The block-grant squeeze.

By Jon Campbell

February 22, 2011

The Community Development Block Grant program is one of those grant operations that the left loves and the right loves to hate. It funds all kinds of local programs, and like so many other funding categories, it’s on the chopping block this year as Congress tries to deal with a yawning, multi-trillion-dollar deficit.

Commonly known by its initials CDBG — a string of letters that provide instant wonk-credibility if you can rattle them off without stumbling — the money is distributed by the department of Housing and Urban Development to virtually every county, town and city in the United States, which then pass it on to support thousands of local groups, large and small.

The grants are distributed by local government in relatively small chunks, as little as a few thousand dollars at a time, and they’re intended to spur “community development.” The vague goal is generally interpreted to mean improving the quality of life overall, particularly for low- and middle-income residents, and CDBGs are sometimes characterized as an anti-poverty program.

= = = = =

Revise the block-grant article's passage that opens with the words containing "The block-grant squeeze." and closes with "large and small.", putting "shortfall" in place of "deficit".

**Collected data entries:**
= = = = =

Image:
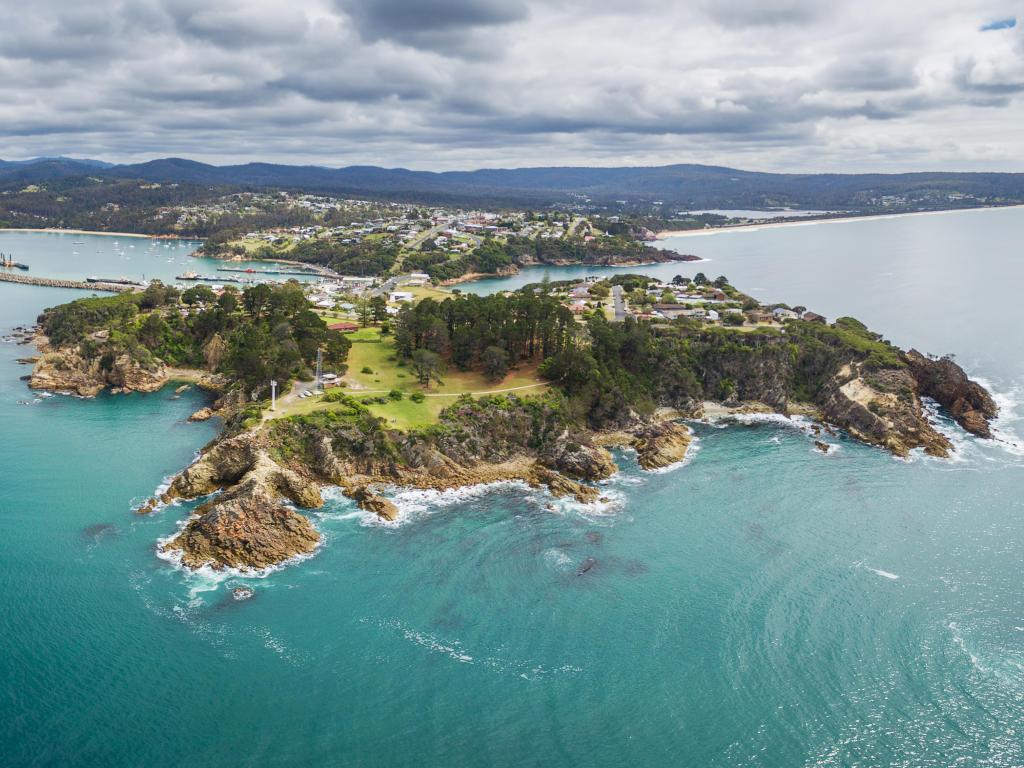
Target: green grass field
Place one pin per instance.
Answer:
(371, 350)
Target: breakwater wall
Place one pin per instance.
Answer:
(29, 280)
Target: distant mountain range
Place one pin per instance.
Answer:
(676, 186)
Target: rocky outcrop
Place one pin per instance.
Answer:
(561, 485)
(66, 370)
(581, 461)
(375, 503)
(882, 408)
(204, 414)
(248, 524)
(247, 527)
(942, 380)
(658, 443)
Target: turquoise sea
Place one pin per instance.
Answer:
(75, 256)
(762, 605)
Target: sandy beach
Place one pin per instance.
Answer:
(811, 222)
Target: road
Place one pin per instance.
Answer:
(620, 303)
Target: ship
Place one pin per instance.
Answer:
(9, 263)
(114, 281)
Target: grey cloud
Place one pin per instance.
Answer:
(457, 83)
(761, 13)
(871, 73)
(441, 26)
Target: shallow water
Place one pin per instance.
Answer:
(764, 604)
(64, 255)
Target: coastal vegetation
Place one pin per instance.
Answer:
(249, 338)
(415, 403)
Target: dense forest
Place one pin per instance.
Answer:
(610, 371)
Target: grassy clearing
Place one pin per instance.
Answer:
(371, 350)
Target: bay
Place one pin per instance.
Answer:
(763, 605)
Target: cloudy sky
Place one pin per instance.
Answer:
(798, 85)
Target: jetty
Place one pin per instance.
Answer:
(76, 284)
(116, 282)
(250, 270)
(196, 276)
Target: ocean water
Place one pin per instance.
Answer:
(764, 604)
(109, 256)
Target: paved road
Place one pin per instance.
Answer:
(620, 303)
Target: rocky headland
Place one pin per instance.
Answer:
(628, 385)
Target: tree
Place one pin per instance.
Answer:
(256, 300)
(428, 367)
(151, 331)
(157, 294)
(214, 351)
(228, 300)
(496, 364)
(198, 295)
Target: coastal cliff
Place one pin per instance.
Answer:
(609, 385)
(67, 371)
(286, 462)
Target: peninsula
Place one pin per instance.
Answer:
(535, 386)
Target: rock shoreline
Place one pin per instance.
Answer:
(250, 522)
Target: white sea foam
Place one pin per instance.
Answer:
(458, 651)
(1008, 421)
(206, 578)
(884, 573)
(414, 504)
(691, 452)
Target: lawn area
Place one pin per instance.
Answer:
(371, 350)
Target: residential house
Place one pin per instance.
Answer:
(760, 315)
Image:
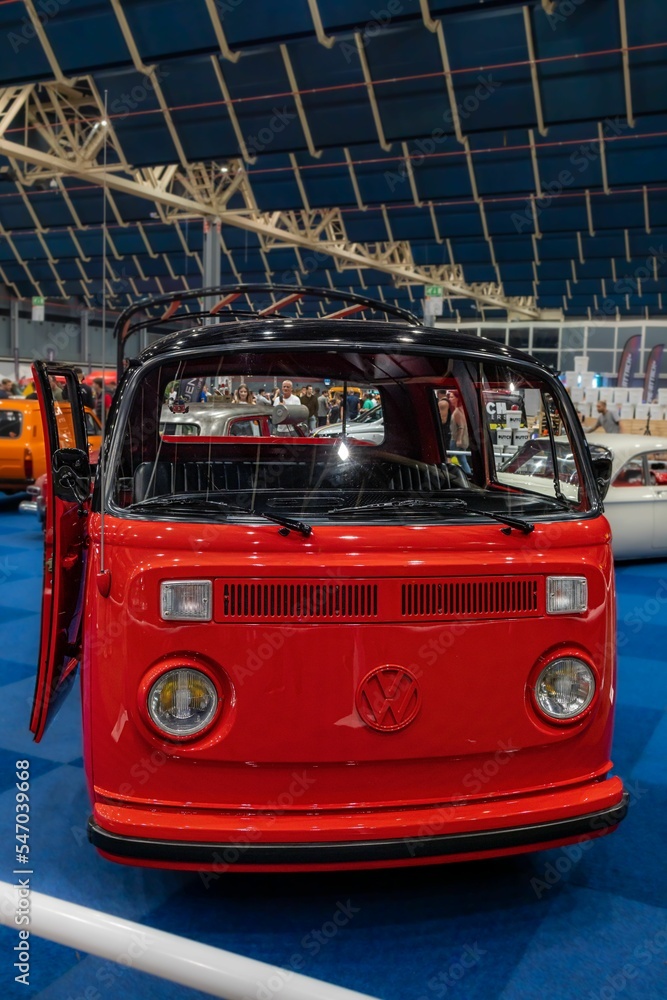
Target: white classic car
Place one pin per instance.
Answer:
(636, 503)
(368, 426)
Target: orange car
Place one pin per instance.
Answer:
(22, 450)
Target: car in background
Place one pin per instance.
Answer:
(22, 448)
(233, 420)
(368, 426)
(636, 503)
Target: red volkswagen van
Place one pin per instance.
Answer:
(311, 652)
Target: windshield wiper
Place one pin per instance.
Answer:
(415, 504)
(440, 505)
(288, 523)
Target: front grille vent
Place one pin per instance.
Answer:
(490, 598)
(303, 601)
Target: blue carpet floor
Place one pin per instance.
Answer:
(593, 925)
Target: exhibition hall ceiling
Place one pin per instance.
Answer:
(512, 154)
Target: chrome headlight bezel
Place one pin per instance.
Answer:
(569, 672)
(184, 677)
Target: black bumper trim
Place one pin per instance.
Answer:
(347, 852)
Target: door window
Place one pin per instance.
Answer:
(657, 467)
(632, 474)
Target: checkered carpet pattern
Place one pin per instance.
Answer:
(588, 924)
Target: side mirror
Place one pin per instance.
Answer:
(281, 414)
(602, 469)
(71, 474)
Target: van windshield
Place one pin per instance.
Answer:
(11, 422)
(420, 437)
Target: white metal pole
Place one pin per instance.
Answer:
(180, 960)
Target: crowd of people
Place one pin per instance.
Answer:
(95, 395)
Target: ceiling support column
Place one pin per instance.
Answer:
(14, 333)
(211, 259)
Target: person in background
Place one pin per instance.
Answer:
(322, 408)
(334, 412)
(309, 400)
(352, 405)
(607, 420)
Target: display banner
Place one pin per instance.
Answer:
(629, 361)
(190, 389)
(653, 373)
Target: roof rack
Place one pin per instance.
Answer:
(224, 296)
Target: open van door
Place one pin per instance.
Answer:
(67, 497)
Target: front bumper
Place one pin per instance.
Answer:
(272, 848)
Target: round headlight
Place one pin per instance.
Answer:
(182, 702)
(565, 688)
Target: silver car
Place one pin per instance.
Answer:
(233, 420)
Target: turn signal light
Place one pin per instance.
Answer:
(186, 600)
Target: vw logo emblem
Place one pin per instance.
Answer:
(388, 698)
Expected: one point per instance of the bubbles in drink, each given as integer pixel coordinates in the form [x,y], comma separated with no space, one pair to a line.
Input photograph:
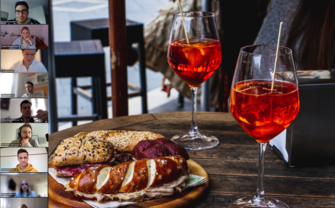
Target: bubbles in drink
[262,113]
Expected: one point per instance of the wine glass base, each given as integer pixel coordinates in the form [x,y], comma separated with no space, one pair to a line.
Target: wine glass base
[196,142]
[248,202]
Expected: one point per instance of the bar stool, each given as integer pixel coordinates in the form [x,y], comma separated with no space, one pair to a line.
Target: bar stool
[83,58]
[98,29]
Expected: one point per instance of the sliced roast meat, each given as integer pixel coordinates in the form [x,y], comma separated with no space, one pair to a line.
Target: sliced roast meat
[156,148]
[123,156]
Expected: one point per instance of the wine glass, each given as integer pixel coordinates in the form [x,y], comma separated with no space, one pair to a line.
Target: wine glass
[263,108]
[194,54]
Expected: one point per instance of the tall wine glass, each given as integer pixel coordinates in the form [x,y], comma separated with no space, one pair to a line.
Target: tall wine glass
[261,111]
[194,54]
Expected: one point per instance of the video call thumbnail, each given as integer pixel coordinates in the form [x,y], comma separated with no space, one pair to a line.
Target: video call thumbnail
[24,184]
[24,37]
[24,85]
[24,135]
[20,159]
[24,61]
[24,110]
[24,12]
[24,202]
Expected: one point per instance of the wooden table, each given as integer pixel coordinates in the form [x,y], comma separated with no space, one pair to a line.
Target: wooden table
[232,165]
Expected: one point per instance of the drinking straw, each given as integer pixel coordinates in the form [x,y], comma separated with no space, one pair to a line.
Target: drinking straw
[182,19]
[276,60]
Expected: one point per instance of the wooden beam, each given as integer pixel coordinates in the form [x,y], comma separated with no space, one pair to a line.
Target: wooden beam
[117,40]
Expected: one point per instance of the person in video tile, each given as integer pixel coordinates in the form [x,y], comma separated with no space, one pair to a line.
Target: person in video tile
[29,64]
[30,91]
[25,139]
[25,190]
[22,12]
[23,166]
[25,108]
[25,41]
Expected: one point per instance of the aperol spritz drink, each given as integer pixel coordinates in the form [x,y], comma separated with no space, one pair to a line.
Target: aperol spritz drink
[261,113]
[264,103]
[194,54]
[196,61]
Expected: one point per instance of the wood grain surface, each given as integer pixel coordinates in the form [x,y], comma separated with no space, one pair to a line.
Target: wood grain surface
[231,166]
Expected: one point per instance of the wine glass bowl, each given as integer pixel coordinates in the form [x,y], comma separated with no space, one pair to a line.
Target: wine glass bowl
[194,54]
[264,102]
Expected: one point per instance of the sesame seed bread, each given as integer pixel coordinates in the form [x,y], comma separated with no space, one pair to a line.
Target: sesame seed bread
[123,141]
[73,151]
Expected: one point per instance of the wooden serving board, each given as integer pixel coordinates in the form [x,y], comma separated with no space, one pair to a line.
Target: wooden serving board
[58,197]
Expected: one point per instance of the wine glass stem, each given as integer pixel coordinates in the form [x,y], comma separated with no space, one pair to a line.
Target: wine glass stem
[260,196]
[194,127]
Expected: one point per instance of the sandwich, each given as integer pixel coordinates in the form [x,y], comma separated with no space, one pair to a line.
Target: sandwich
[131,181]
[75,155]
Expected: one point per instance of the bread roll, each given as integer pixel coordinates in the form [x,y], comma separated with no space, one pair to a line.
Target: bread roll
[123,141]
[73,151]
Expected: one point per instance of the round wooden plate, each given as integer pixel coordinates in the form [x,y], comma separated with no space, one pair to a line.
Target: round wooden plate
[58,197]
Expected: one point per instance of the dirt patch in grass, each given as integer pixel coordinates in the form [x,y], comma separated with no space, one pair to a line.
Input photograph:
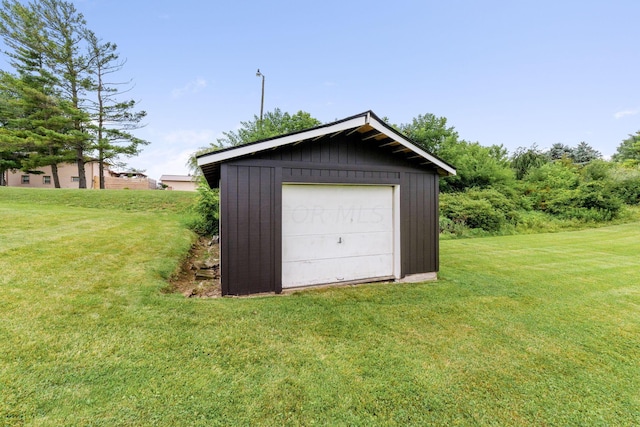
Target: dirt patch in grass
[199,274]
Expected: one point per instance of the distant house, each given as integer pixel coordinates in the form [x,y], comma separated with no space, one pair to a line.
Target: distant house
[68,176]
[179,182]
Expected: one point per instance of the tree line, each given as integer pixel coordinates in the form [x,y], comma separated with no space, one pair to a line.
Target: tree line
[494,191]
[58,101]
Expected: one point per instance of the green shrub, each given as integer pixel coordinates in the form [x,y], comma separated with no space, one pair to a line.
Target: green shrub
[461,209]
[626,185]
[206,207]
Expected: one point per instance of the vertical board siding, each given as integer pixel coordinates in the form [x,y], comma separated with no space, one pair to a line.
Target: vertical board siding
[247,230]
[251,206]
[419,226]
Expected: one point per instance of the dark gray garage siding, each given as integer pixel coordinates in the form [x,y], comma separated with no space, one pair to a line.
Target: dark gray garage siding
[251,199]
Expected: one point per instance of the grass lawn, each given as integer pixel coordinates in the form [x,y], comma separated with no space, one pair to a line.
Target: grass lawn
[520,330]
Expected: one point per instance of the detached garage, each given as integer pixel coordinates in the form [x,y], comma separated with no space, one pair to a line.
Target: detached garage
[350,201]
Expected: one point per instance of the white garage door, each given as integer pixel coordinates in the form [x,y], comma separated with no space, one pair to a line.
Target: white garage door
[335,233]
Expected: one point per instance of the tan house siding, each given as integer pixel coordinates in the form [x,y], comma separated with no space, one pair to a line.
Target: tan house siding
[179,182]
[68,175]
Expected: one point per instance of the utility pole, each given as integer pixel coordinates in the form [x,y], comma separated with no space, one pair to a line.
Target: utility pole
[259,74]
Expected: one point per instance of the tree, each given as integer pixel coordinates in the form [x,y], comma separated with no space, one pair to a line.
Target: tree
[525,159]
[64,29]
[477,166]
[274,123]
[112,119]
[628,152]
[584,153]
[429,132]
[34,118]
[558,151]
[54,111]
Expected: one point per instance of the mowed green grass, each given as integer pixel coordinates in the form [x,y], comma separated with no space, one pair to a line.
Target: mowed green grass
[520,330]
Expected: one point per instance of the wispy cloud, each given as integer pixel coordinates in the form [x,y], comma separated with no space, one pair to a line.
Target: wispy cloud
[193,86]
[621,114]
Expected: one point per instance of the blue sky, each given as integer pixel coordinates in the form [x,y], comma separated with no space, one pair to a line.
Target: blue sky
[502,72]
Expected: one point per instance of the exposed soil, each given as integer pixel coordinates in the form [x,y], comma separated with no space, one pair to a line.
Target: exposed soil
[199,275]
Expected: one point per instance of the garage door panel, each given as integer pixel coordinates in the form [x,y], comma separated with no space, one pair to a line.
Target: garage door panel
[333,233]
[298,219]
[326,271]
[330,246]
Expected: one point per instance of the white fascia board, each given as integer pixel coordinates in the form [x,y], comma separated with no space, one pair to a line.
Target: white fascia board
[402,140]
[244,150]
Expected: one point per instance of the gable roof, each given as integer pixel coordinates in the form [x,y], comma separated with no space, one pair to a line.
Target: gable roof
[370,126]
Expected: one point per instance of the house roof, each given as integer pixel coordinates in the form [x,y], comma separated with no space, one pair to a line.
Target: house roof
[370,127]
[181,178]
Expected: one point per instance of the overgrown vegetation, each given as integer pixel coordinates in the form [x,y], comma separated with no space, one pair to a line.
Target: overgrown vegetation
[529,330]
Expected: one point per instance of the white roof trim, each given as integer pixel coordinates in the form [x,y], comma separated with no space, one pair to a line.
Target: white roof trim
[243,150]
[354,122]
[405,142]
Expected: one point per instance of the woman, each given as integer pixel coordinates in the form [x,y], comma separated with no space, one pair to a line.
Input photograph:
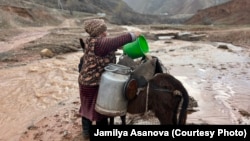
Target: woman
[99,52]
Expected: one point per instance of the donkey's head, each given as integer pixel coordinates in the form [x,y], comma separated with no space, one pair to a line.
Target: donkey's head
[166,96]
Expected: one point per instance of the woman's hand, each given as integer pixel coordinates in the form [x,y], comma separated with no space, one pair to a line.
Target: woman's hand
[137,34]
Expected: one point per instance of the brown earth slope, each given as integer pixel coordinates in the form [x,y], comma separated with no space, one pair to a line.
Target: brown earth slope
[235,12]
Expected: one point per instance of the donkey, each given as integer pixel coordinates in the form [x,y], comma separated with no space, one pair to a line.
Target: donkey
[160,92]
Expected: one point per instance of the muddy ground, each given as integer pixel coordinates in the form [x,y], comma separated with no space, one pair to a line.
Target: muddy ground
[41,94]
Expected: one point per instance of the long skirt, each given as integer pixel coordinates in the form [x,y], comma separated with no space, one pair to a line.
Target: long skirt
[88,96]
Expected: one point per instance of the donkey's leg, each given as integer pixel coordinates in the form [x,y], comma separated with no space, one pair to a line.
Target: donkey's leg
[123,118]
[111,120]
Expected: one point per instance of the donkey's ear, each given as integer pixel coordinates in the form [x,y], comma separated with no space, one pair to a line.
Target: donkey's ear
[82,43]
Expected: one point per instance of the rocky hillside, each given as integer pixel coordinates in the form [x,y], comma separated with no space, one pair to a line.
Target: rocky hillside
[235,12]
[171,7]
[117,12]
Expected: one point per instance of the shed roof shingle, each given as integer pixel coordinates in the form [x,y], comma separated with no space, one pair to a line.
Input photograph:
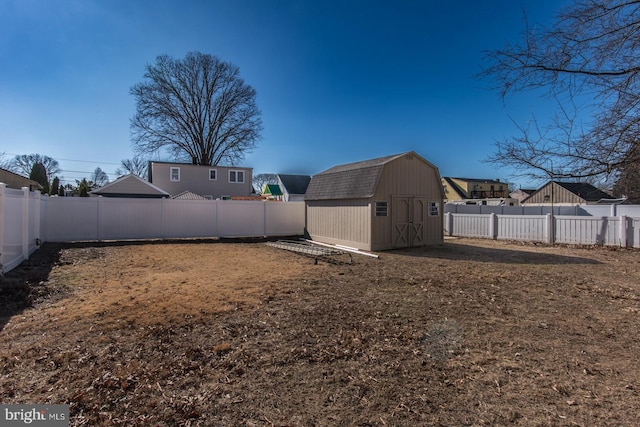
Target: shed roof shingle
[350,181]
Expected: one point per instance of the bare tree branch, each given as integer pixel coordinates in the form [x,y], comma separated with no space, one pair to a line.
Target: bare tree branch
[591,52]
[198,108]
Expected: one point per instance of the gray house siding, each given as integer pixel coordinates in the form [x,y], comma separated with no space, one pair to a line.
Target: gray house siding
[196,179]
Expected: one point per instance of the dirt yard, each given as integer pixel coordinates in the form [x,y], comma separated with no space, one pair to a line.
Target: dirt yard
[228,333]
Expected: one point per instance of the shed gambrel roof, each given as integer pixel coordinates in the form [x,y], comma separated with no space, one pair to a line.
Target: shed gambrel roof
[295,184]
[350,181]
[588,192]
[130,186]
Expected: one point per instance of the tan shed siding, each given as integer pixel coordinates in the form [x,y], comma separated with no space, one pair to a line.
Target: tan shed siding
[345,222]
[408,177]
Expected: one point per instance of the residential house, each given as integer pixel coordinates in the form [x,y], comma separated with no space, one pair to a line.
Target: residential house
[293,186]
[378,204]
[13,180]
[211,182]
[272,192]
[476,191]
[522,194]
[566,193]
[130,186]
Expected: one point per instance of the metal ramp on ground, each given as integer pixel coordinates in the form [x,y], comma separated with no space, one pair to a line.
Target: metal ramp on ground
[307,249]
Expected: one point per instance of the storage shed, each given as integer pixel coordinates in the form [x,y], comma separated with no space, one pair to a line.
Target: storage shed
[378,204]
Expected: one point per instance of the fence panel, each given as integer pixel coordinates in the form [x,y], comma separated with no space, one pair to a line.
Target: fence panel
[633,236]
[189,218]
[104,218]
[285,219]
[12,228]
[69,219]
[521,227]
[580,230]
[466,225]
[128,219]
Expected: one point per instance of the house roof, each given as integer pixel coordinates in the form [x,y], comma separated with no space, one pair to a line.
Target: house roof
[130,186]
[13,180]
[587,191]
[454,187]
[188,195]
[294,184]
[479,180]
[272,190]
[357,180]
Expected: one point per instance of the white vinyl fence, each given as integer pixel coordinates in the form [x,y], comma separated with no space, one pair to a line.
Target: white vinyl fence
[20,225]
[620,230]
[28,219]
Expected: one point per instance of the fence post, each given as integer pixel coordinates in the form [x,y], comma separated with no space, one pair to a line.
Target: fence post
[3,187]
[493,229]
[264,219]
[36,216]
[550,233]
[25,223]
[623,231]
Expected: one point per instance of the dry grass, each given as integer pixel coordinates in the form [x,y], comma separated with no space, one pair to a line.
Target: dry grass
[468,333]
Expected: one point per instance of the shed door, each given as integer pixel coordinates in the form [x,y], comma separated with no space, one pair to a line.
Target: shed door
[408,221]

= = = = =

**Output of the exercise:**
The block-grant squeeze.

By Jon Campbell

February 22, 2011

The Community Development Block Grant program is one of those grant operations that the left loves and the right loves to hate. It funds all kinds of local programs, and like so many other funding categories, it’s on the chopping block this year as Congress tries to deal with a yawning, multi-trillion-dollar shortfall.

Commonly known by its initials CDBG — a string of letters that provide instant wonk-credibility if you can rattle them off without stumbling — the money is distributed by the department of Housing and Urban Development to virtually every county, town and city in the United States, which then pass it on to support thousands of local groups, large and small.